(Extrait):
:::

La grande question est évidemment celle-là...
"Qu'enlever ?"
Moi j'ai une idée !
http://www.planetoscope.com/tourism...
3h47 par jour à regarder des conneries ; 6,75 heures (et combien d'interruptions ?) par mois devant facebook
Est-ce qu'il n'y aurait pas moyen de raboter tout ceci ?
Bonjour et bon dimanche.
Pour 80% des personnes, l'informatique n'est qu'un outil parmi tant d'autres.
Apprendre à utiliser cet outil en collège oui, à l'école élémentaire non, il y a tant d'autres choses à faire.
Enfin, si une formation purement informatique doit exister, il faut créer dans chaque lycée une filière qui se prolongera dans le supérieur.

:::

(Lignes de données):

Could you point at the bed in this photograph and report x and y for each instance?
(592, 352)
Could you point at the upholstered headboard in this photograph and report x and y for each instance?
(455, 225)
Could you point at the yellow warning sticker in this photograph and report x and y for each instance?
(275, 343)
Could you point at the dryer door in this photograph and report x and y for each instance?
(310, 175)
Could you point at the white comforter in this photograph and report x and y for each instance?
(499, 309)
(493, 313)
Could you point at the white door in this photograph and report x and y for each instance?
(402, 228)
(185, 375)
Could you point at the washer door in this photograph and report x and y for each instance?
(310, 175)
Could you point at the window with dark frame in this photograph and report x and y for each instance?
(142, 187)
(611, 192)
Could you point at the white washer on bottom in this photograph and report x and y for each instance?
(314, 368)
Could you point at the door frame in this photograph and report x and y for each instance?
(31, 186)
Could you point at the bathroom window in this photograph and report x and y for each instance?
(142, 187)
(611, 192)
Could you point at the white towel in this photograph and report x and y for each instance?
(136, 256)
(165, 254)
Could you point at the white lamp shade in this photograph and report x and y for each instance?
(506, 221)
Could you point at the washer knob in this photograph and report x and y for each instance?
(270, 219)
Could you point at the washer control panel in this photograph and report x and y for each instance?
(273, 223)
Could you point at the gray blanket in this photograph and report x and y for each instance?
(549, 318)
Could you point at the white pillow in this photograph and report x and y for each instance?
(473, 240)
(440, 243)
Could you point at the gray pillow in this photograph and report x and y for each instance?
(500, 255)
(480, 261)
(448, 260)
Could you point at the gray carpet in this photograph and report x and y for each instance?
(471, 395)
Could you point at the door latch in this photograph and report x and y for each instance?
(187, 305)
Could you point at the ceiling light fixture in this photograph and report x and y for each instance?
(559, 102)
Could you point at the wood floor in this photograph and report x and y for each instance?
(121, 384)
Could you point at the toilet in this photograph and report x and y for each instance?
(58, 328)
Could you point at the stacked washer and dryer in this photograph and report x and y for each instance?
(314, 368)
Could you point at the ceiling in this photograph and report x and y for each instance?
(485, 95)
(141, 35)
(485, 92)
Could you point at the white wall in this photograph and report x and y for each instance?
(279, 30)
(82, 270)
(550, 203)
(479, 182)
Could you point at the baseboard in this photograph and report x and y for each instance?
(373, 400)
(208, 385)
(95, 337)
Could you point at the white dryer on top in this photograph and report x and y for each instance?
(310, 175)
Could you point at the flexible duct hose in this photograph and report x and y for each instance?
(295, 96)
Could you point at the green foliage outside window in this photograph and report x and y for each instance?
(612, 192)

:::

(Consigne): Reprenez l'extrait sur la place de l'informatique à l'école et poursuivez-le à partir de sa dernière phrase.

(Résultat attendu):
Merci à tous ; il y a sans doute un peu de provoc dans le billet. Mais sur le fond : pour 90% des personnes, les mathématiques sont à peine un outil ; l'informatique est bien plus proche d'eux. La pratique de l'informatique ne fournirait-elle pas, pour le monde d'aujourd'hui, une meilleure éducation que de résoudre des problèmes de mathématiques ? Celles-ci ne deviennent-elles pas une sorte de "latin du XXIème siècle", étude honorable pour comprendre le substrat de notre civilisation, mais inutile à la grande majorité des gens et en tout cas, dans la grande majorité des métiers ?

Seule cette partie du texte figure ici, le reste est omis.